**The data**.
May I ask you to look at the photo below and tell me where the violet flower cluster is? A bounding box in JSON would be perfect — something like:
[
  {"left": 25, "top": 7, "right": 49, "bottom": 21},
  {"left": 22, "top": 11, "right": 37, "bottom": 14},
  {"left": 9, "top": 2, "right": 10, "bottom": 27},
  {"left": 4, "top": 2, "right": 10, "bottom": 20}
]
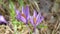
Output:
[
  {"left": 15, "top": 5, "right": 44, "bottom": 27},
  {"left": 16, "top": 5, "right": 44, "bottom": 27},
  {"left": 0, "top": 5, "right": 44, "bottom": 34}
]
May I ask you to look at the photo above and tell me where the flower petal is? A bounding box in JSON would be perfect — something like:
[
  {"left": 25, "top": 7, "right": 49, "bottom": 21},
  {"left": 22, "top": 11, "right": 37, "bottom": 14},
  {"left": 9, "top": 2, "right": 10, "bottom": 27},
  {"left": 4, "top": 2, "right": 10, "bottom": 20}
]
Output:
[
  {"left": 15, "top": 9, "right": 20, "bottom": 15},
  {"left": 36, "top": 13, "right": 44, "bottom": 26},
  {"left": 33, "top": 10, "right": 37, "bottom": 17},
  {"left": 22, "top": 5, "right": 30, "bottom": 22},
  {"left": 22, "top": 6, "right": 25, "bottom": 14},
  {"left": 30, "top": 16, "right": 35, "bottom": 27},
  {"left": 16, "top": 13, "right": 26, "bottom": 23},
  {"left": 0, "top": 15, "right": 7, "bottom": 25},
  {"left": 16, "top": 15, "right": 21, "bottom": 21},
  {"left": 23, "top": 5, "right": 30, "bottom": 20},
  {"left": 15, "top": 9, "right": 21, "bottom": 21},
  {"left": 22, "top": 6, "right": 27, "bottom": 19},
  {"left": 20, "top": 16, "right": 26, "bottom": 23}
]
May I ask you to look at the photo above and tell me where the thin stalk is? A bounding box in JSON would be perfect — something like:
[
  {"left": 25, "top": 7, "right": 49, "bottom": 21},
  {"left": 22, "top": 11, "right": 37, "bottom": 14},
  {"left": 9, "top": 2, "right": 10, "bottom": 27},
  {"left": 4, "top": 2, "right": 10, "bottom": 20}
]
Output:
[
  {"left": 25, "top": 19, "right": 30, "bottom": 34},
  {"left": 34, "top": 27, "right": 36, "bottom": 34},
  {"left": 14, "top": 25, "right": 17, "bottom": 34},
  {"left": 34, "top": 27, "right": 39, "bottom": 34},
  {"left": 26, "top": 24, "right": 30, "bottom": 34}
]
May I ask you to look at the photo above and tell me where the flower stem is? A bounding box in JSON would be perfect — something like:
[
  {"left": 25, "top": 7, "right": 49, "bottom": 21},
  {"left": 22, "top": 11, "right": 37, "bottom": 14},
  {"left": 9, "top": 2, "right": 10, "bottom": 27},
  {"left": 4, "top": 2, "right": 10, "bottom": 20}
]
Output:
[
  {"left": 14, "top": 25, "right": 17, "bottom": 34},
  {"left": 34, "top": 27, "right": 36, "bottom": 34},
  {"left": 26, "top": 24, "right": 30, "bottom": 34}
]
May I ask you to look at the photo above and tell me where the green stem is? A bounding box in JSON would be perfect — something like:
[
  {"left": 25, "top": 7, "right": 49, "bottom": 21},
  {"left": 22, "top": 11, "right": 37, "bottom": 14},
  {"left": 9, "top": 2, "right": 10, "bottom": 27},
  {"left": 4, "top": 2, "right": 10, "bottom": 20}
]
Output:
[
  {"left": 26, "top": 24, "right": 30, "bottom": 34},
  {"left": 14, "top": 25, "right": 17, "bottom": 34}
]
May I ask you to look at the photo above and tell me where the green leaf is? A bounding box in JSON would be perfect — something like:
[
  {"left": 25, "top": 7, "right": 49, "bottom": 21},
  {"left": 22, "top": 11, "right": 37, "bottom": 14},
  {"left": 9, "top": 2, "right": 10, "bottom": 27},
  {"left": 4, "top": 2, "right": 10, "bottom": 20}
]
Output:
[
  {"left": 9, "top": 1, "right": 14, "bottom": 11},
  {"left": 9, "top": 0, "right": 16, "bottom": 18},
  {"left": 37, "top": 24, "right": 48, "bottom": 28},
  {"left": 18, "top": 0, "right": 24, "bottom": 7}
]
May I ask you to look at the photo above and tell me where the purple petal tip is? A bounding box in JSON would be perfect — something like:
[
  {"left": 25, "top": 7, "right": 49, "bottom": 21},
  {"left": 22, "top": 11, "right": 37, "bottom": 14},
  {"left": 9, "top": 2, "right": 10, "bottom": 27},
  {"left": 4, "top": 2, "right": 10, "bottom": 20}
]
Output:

**Prompt**. If a line in the records contains "green", report it.

**Exercise result**.
May I ask you to look at the photo above and tell me where the green stem is? A bounding box in JSON would be perfect — something like:
May I ask you to look at the photo above and tell me where the green leaf is? A bounding box in JSON would be perfect — something like:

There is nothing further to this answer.